▸ Short problem
Locate every line in the entries below that contains the string "brown", and copy each such line in full. The match is case-sensitive.

▸ Data shown

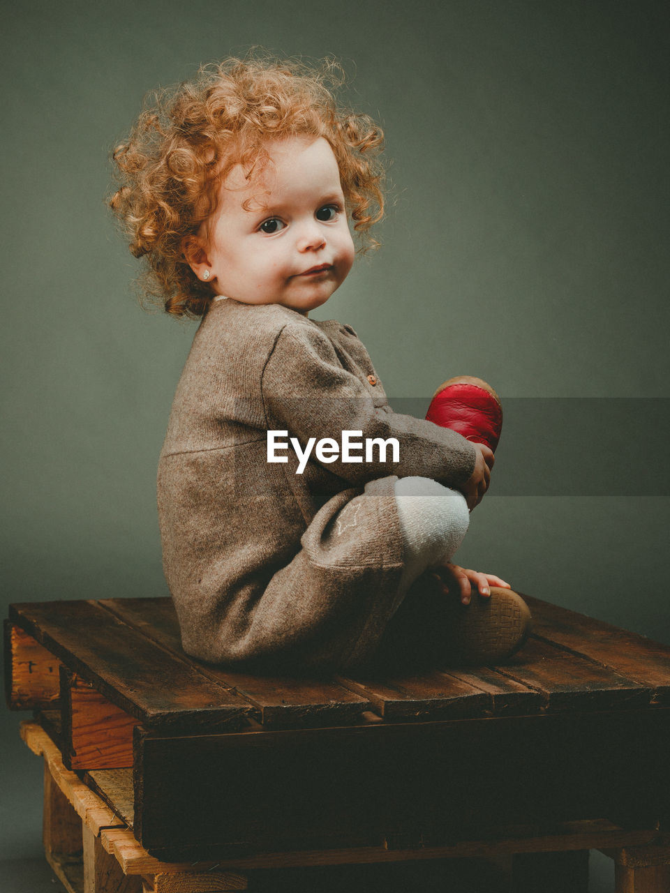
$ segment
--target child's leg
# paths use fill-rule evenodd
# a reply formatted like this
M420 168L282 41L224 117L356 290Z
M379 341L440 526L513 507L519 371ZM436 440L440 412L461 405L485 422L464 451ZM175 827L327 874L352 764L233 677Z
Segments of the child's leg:
M451 559L470 523L465 497L429 478L399 478L394 485L405 540L405 567L393 611L424 571Z

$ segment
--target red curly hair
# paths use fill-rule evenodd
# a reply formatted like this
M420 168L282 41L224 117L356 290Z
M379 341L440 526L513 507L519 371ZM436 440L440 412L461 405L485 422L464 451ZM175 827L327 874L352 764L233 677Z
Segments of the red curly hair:
M363 249L377 246L368 230L383 213L383 134L372 118L339 104L342 81L331 60L316 68L249 56L203 66L193 81L152 95L113 152L120 188L110 206L131 253L148 262L144 291L168 313L205 313L213 293L188 266L184 241L215 209L216 187L236 164L263 169L268 139L327 139Z

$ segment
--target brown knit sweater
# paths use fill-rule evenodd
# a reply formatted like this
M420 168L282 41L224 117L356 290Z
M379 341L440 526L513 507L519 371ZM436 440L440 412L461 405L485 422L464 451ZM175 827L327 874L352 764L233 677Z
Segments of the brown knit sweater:
M399 462L389 450L386 463L326 463L313 450L297 474L291 448L287 463L267 462L268 430L303 446L340 442L343 430L393 437ZM278 305L214 302L158 468L163 566L185 651L265 668L366 660L402 570L396 477L457 486L474 458L460 435L390 409L349 326Z

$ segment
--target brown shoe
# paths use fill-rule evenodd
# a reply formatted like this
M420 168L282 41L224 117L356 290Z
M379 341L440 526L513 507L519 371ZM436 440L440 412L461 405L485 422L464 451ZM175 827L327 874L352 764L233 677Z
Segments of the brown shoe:
M531 630L531 612L515 592L490 587L490 597L473 594L469 605L449 609L446 655L450 664L500 663L522 647Z

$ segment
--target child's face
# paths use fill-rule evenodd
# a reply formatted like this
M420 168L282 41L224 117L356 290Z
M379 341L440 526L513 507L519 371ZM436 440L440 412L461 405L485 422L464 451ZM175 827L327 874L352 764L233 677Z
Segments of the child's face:
M271 162L260 177L246 179L238 165L226 178L204 228L200 263L191 266L200 279L209 270L219 295L306 314L354 262L338 163L322 138L291 137L266 148Z

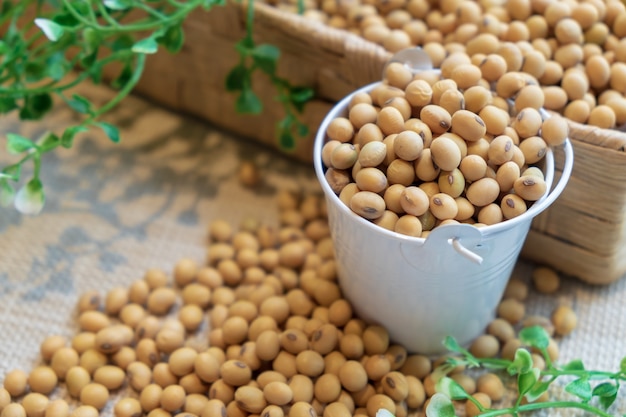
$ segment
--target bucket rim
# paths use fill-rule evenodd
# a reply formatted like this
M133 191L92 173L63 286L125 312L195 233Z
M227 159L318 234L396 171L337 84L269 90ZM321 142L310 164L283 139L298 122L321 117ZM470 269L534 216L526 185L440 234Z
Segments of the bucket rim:
M428 237L425 237L425 238L414 237L414 236L403 235L398 232L393 232L391 230L380 227L374 224L373 222L354 213L347 205L345 205L339 199L339 196L335 194L335 192L330 188L330 185L328 184L328 181L326 181L326 178L324 176L325 168L322 163L321 155L322 155L322 148L324 146L324 143L326 142L326 130L328 128L328 125L335 117L339 116L347 108L350 100L355 94L369 92L374 87L380 84L382 84L381 81L376 81L376 82L367 84L353 91L352 93L348 94L343 99L341 99L339 102L337 102L332 107L332 109L326 114L326 116L322 120L322 123L318 127L318 130L315 134L314 144L313 144L313 166L315 169L315 174L317 176L317 179L326 197L330 198L333 201L333 203L339 207L340 211L342 211L345 214L354 216L355 220L359 222L360 224L362 224L364 227L374 228L376 231L378 231L382 235L385 235L391 238L404 240L408 242L424 243L426 239L428 239ZM550 115L545 111L543 112L543 114L546 115L547 117L550 117ZM556 172L556 168L554 164L554 149L556 148L563 149L564 154L565 154L565 159L564 159L564 165L563 165L563 171L561 173L561 177L559 178L559 181L556 183L556 185L553 188L552 183L554 179L554 174ZM545 175L545 181L546 181L548 192L546 192L539 200L535 201L533 205L526 212L524 212L523 214L517 217L514 217L513 219L507 219L507 220L504 220L500 223L496 223L493 225L476 227L475 229L480 231L483 237L489 237L490 235L501 233L505 230L514 228L521 223L532 221L537 215L539 215L541 212L546 210L550 205L552 205L552 203L554 203L554 201L561 195L561 193L567 186L567 183L571 176L573 165L574 165L574 151L573 151L573 147L572 147L569 137L566 138L563 145L560 145L559 147L548 147L544 160L545 160L544 175ZM454 225L454 226L458 227L458 225ZM446 226L444 225L444 226L438 226L438 227L443 228Z

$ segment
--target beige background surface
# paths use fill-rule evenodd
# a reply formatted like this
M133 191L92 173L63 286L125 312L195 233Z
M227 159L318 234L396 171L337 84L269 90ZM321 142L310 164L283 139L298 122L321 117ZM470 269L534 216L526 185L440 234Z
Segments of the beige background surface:
M72 117L60 109L46 126L64 126ZM278 190L318 189L311 166L137 98L112 121L123 127L122 143L89 133L73 149L45 157L47 203L40 215L0 211L0 380L11 369L38 364L44 337L75 333L81 293L127 286L148 268L169 272L183 257L203 262L212 220L275 223ZM4 119L0 129L32 136L42 124ZM3 150L2 166L7 160ZM239 183L243 160L262 168L258 188ZM516 275L528 280L531 268L520 262ZM579 325L559 340L560 361L581 358L588 368L616 371L626 356L626 280L604 287L562 283L554 295L531 291L529 313L572 306ZM624 398L614 411L626 413Z

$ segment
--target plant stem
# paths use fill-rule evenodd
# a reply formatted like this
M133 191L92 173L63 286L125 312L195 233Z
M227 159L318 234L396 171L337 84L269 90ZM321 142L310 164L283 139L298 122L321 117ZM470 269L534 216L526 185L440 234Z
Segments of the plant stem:
M530 403L523 404L511 408L502 408L502 409L490 409L480 414L480 417L496 417L505 414L517 414L520 412L527 411L537 411L537 410L545 410L548 408L576 408L579 410L588 411L590 413L594 413L600 417L615 417L605 411L600 410L597 407L594 407L589 404L579 403L576 401L553 401L553 402L543 402L543 403Z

▸ Task output
--target brown knit sweater
Segments of the brown knit sweater:
--target brown shoe
Segments of the brown shoe:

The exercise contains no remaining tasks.